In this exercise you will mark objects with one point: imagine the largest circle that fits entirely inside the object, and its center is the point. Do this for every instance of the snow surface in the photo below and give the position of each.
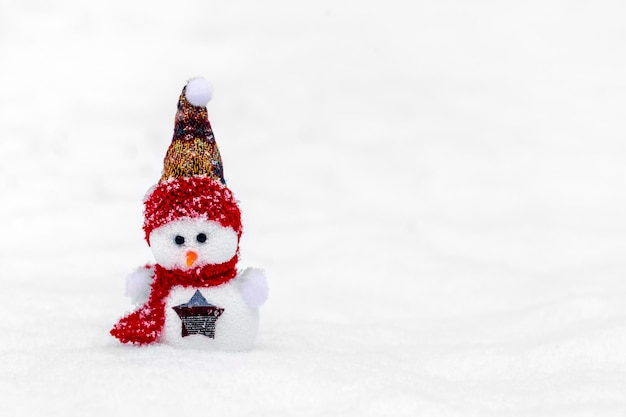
(435, 189)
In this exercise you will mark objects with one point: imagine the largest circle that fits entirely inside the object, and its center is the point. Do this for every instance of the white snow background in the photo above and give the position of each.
(435, 189)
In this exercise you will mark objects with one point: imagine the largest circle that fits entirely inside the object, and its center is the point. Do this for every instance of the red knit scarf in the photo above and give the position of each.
(145, 324)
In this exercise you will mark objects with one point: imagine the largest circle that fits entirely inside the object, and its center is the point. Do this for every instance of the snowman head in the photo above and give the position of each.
(190, 243)
(192, 222)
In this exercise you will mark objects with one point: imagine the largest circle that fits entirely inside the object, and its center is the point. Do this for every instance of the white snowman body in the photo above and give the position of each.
(189, 243)
(235, 329)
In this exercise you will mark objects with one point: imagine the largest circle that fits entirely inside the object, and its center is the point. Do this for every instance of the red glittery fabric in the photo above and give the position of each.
(144, 325)
(191, 197)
........
▸ Do this
Can you rename "red knit scarf" to "red wool scarf" throughout the material above, keeping every other word the same and leaving the pictures out?

▸ The result
In this exercise you will mark objects with one point: imagine the largest circle that fits entirely inside the object, and its center is the point. Do this for every instance of the snow surface in the photo below and give the position of each.
(435, 189)
In this exercise you will mark objects with one point: imagine the largest circle that fits entirely inside the object, and its center is the point. Do this for every instance of the white snow background in the photo above and give the position of each.
(435, 189)
In this exercise you will mark objects with one point: imagine the largest circle that fits entirely inside the object, and its center is the point. Do this for every instance of the red wool scarf in the photo above and give the position of each.
(145, 324)
In this exercise you will mark objects with one point: imagine the largest circle that fits entirely inside the object, and its center is the point. Do this for every instance of the snowman head in the photo above and give the position of each.
(190, 243)
(192, 222)
In this exercise you will mark objects with one point: imagine the largest circle that fits entirely inside the object, and its center is the point. Do this for every instance of the white snowman body in the photo above and give the position of each.
(189, 243)
(235, 329)
In this exercise you will mark objects with one point: imagine the largest circle that fits entirely inside the object, and its center is the point. Do this for every instance of the red glittery fabric in the photo above and give the position of each.
(144, 325)
(191, 197)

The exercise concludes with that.